What to produce
All entries below need to be written out exactly, but without their pictures.

Records shown
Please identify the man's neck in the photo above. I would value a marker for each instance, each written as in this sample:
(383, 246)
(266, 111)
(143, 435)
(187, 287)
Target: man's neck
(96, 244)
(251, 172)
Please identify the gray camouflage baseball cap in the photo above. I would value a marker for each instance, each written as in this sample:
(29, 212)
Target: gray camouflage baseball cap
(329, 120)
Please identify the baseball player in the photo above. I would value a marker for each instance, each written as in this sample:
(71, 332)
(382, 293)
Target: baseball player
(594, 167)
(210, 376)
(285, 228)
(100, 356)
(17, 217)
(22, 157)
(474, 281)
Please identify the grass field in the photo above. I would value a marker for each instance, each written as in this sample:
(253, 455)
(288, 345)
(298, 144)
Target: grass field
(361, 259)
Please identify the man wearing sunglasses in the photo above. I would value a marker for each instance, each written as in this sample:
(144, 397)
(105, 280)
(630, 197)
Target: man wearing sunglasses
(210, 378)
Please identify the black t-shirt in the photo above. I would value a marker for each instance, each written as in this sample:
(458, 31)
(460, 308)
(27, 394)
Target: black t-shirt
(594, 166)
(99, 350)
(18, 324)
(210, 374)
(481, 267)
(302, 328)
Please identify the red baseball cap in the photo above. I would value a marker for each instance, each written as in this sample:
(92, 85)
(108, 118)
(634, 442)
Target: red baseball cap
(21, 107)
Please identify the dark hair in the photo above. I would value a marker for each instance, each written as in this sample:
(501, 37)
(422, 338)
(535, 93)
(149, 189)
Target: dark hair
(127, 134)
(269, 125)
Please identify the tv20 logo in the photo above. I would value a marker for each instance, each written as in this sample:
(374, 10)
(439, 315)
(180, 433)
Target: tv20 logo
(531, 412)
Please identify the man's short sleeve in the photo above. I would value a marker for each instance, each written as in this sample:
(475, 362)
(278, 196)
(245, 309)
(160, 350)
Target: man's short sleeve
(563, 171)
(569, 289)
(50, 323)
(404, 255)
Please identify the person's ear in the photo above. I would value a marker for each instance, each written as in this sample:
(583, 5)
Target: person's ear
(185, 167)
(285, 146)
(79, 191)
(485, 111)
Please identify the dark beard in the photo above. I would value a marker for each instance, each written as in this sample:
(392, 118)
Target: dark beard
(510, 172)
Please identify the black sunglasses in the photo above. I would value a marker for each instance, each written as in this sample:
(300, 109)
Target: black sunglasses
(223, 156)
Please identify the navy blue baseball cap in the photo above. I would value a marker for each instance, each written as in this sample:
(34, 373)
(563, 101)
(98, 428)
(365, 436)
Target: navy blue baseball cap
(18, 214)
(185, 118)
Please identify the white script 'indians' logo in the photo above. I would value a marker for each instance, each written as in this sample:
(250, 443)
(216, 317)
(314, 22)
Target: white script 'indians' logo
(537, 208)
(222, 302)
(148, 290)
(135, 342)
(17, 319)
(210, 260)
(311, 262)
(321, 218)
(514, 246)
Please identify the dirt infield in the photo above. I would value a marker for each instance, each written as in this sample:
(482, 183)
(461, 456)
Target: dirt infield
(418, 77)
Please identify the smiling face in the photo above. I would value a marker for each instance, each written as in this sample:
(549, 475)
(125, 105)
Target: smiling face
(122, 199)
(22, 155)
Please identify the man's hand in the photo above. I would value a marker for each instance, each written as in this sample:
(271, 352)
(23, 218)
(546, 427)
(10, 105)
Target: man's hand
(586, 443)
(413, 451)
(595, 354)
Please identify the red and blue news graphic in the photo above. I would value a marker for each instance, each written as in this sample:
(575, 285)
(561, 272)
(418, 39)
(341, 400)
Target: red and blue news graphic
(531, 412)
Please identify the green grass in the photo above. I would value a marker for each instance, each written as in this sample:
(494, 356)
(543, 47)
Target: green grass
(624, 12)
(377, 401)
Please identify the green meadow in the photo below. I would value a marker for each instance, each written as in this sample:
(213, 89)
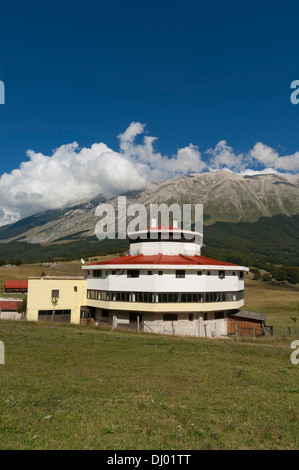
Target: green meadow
(78, 387)
(72, 387)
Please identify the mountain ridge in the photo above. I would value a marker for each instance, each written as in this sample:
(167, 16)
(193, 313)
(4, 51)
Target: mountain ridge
(226, 197)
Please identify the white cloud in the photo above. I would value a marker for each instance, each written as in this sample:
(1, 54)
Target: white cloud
(269, 157)
(72, 174)
(224, 157)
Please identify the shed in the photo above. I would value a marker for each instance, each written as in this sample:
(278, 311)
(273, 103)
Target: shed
(246, 323)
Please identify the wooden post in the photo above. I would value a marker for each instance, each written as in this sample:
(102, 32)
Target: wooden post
(138, 324)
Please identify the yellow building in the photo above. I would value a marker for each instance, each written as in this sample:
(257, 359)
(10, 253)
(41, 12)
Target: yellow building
(59, 299)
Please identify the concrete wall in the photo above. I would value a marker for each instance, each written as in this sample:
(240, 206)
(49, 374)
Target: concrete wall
(154, 323)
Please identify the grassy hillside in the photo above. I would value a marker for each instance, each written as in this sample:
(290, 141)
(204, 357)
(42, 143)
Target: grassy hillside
(70, 387)
(270, 240)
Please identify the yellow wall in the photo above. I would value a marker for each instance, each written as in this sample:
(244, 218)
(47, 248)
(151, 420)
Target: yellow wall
(40, 291)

Completed exercise
Please identify the man's neck in the photo above. I would value a marker for each instance, each written as in this sample:
(383, 246)
(266, 111)
(143, 435)
(187, 287)
Target: man's neck
(96, 244)
(251, 172)
Please identify the gray camouflage baseball cap in the photo above. I would value a marker for each instance, each written as in this sample:
(29, 212)
Target: gray camouflage baseball cap
(329, 120)
Please identify the baseball player in the photo above. I would value a marker for each instance, each written as in this sample:
(71, 332)
(382, 293)
Target: baseball player
(594, 167)
(210, 376)
(285, 228)
(100, 356)
(17, 217)
(22, 157)
(474, 281)
Please identify the grass field in the photo above. I would value a marker for each instance, each written as in this sample:
(253, 455)
(288, 345)
(298, 144)
Target: grass field
(361, 259)
Please identify the man wearing sunglasses in the photo above. I would value a marker for each instance, each written as in this sample:
(144, 397)
(105, 280)
(630, 197)
Target: man wearing sunglasses
(210, 378)
Please identify the black t-shirt in the photo above. I would value a marker for each instance, each written as in this sample:
(458, 31)
(460, 308)
(27, 394)
Target: black t-shirt
(594, 166)
(99, 350)
(18, 324)
(210, 374)
(481, 267)
(302, 328)
Please identify the red baseball cap in the photo above. I would value a marker for each instance, each written as in this sample:
(92, 85)
(108, 118)
(634, 442)
Target: red baseball cap
(21, 107)
Please identify the dark hair in the photo above. I would value a marker for each instance, each written as in this sample:
(501, 37)
(422, 338)
(535, 93)
(149, 189)
Target: dark hair
(127, 134)
(269, 125)
Please identify the tv20 logo in the photo above. I would value a marker for each instance, each written as in this sample:
(374, 10)
(439, 315)
(180, 433)
Target: tv20 logo
(531, 412)
Please identify the man's short sleeve in the photo above. I would value a marker for each instance, each written as in this sample:
(475, 362)
(278, 196)
(245, 309)
(160, 350)
Target: man's short sleeve
(563, 171)
(569, 289)
(50, 323)
(404, 255)
Please identify the person's ear in the photo above. I would value a marker for each instance, each written as in this sample:
(583, 5)
Target: person's ear
(185, 167)
(285, 146)
(79, 191)
(485, 111)
Please identify the dark beard in the photo above. I would value a marker for each instance, each written as in this sample:
(392, 118)
Target: dark beard
(510, 172)
Please identify the black sunglasses in the photo above. I would value a marker for each instance, each written as in this sample:
(300, 109)
Target: black sunglasses
(223, 156)
Please identify the navy blue baseball cap in the photo above. I would value a marker for each instance, each written as in this sample:
(34, 373)
(563, 101)
(98, 428)
(365, 436)
Target: navy blue baseball cap
(18, 214)
(185, 118)
Please identify the white script 'indians' logo in the photo above. I would value a marker for each instance, each written as in this sample:
(250, 443)
(216, 317)
(314, 22)
Target: white script 'indians' logo
(537, 208)
(222, 302)
(148, 290)
(135, 342)
(17, 319)
(210, 260)
(311, 262)
(321, 218)
(514, 246)
Please identify the dirt infield in the photo above. I would value a marker for each instance, each written as in this sample:
(482, 183)
(461, 456)
Target: dirt infield
(418, 77)
Please identify the smiling face in the photo above. I would value a marker for each instance, each written as in this sample:
(549, 475)
(125, 105)
Target: smiling face
(122, 199)
(22, 155)
Please identify the man's hand in the photo above. I would value a marker for each instance, each written as in this sample:
(271, 352)
(23, 218)
(546, 427)
(10, 105)
Target: man's hand
(586, 443)
(413, 451)
(595, 354)
Please identify the red and blue news graphic in the photo above. I would value a marker for each instance, each written as in this sample:
(575, 285)
(561, 272)
(418, 39)
(341, 400)
Target: red and blue news graphic
(531, 412)
Please identify the green grass in the photo above. I would value a marker for each instance, each written as in this sample:
(494, 356)
(543, 47)
Target: green grass
(624, 12)
(377, 401)
Please identify the green meadow in the photo below. I would value a marker for each instance, each written as in this sample:
(213, 89)
Target: green meadow
(78, 387)
(72, 387)
Please identify the mountain ridge in the photo above. I would value a marker for each instance, each written as in this sample:
(167, 16)
(193, 313)
(4, 51)
Target: mountain ridge
(226, 197)
Please identify the white cloud in the photo above. I would value a marker for each instance, each written as in this sample:
(1, 54)
Target: white cloud
(269, 157)
(72, 174)
(224, 157)
Please identify the shed in the photo above. I would value a marker for each instance, each written as in this sample:
(278, 311)
(273, 103)
Target: shed
(246, 323)
Please identify the wooden post in the photo above. I would value a marker for each instance, each written as in this sample:
(102, 32)
Target: wooden post
(138, 324)
Please identify the yellow building in the photo above. I would value a marker for each instance, each written as in this sample:
(257, 359)
(10, 253)
(41, 12)
Target: yellow building
(59, 299)
Please identify the concrete wall in the photo above. I would value a marker for each instance, each written as in this sample:
(240, 206)
(49, 374)
Target: concrete wall
(154, 323)
Please identify the grassy hillside in the photo above. I would value a marker for each instance, each written as in this sample:
(290, 141)
(204, 357)
(42, 143)
Target: grassy hillside
(70, 387)
(270, 240)
Please identify the yellow wall in the photo above. I would value a marker for each instance, each written as in this sample:
(244, 218)
(47, 248)
(151, 420)
Target: yellow wall
(40, 291)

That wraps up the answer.